ACL has one problem, though. Suppose I am root, inspecting the system. I cd inside a bad guy's directory, then do ls. If PATH contains ".", and that directory contains the bad guy's version of ls, we will be running bad code as root. Simply inspecting the system can be fatal.
Role-based Access Control (RBAC): The idea: Created as a solution to the problem with ACL. It replace the Principle axis with Roles. With RBAC, there's a table to assign roles for each user, thus there are limited roles.
The downside of RBAC is that its implementation is complicated.

Mechanisms for enforcing access control:

With ACL: each resource has an ACL (controlled by the OS) attached to it. All accesses are mediated by the OS, generally via syscalls.
Capability-based: each principle has a "RCL" (set of capability)
Difference from ACL-based: the access rights are attached to the principle instead of the resource. This can be accelerated by hardware.

Trusted Software

From an OS point of view, it generally does not trust any appication, because it doesn't trust users, and applications run on behalf of users. Recall the whole purpose of interrupts and virtual memory.

However, some programs has to be trusted, for example, "login".

Implementation of login using a setuid() system call: change user ID of the current process. Only root can call setuid. This created a problem: normal user cannot call "login" to run a program as another user from the command line.

To solve this, we invented a 'setuid' bit, that the executable will run as the owner of the file instead of the current user. The software that is setuid'ed should be well-written! A rule of thumb is that we do not trust large software.

There is a problem: can we trust login?

In the article Reflections on Trusting Trust by Ken Thompson, he proved that we cannot trust no one.

How do I trust login? Answer: suppose I am using RedHat linux and I trust RedHat. I get a checksum of "login" from RedHat. I compute the checksum of the vesion of "login" I have and make sure they match.

How does RedHat trust its "login"? Answer: It is a simple code. They read it through and make sure it is perfect.

Is that enough? What if login.c is ok, but gcc is corrupted and is producing buggy code? Answer: We read gcc.c code then recompile it.

What if gcc.c is ok, but your version of gcc binary is corrupted? Then you cannot even recompile gcc.

The moral is: you always have to trust someone.

Cloud Computing

Mainframes

(1960s, by IBM and Fujitsu)

Mainframe

Mainframes are huge but tightly integrated computing systems.

Problem with mainframes of the time was to get data in and out of the disks. Most computation is data-intensive, like acounting/payroll processing, and thus data reliability is a big issue

Clusters

(1990s, Beowulf and Sun Grid Engine)
★ ★ ★ ★ ★ ★ ★
** Stated exercise **
Pick up the notes on operating system security and cloud computing where they end, and keep writing in the same style.

** Supplied data **
★ ★ ★ ★ ★ ★ ★
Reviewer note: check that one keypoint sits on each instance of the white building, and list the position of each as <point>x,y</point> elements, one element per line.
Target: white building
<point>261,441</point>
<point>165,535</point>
★ ★ ★ ★ ★ ★ ★
** Answer below **
grid

Clusters, or grids, are systems of independent computers loosely typically connected over IP network. Computes in a grid replicates miniaturized mainframe computers, has its own OS, and can run different OS or different version of the same OS.

Advantage of a grid over a mainframe was the ease of administration and upgrading.

Disadvantage of a grid was that applications has to be aware of the network, and where resources are located, and has to manually open connection to other boxes to share computing task.

People have tried seamles clustering, using an OS to abstract the hardware from the applications, so that apps will see one unified memory space and file system
However, this complicates administration: you have to bring down the whole cluster to update the OS, defeating the purpose of a cluster.

Cloud computing

(new, Amazon EC2 and Globus)

A cloud is a network of clusters, connected over the internet. A cloud can be run by multiple organizations, possibly across borders, making huge computing resources available and manageable. A cloud user can assume unlimited shared resource.

From that assumption, a cloud has those advantages over a cluster:

Short-term commitment: no huge capital investment up front
One can start small and grow as needed. Also, scaling is simple and rapid
Pay-as-you-go: better resource utilization when demand is unpredictable, or is flunctuating
Reliability from a cloud's distributed nature

Disadvantages of cloud

Cost: Cloud costs more money for the same computing power. For tasks that has known and stable load, cluster is a cheaper solution.
Privacy/Data confidentiality: One need to trust the computing part of a cloud to use it. Due to its distributed nature, this can be difficult.
Network latency
Data transfer bottleneck within a cloud: can be disk or network. --> multi-level archiving and "sneaker net". Generally, this is an unsolved problem
Bugs in application is costly. This creates a conservatism, making people reluctant to any change in the software. Also an unsolved problem
Security: DoS is more likely and harder to defend against, although physical attacks are less severe
Overloading risk: Infinite computing resource and grow-as-needed is only an illusion. CPU or data access can be overloaded when multiple user hitting their peak at the same time
Vendor lock-in: companies can make switching vendors costly once users used service from one vendor
Software licensing:
Proprietary software with pay-per-machine license (like Windows) will nulify the benefit of rapid scaling up.
Also, GPL'ed software can be modified and ran by vendors within its own cloud without having to release source code, defeating purpose of the GPL.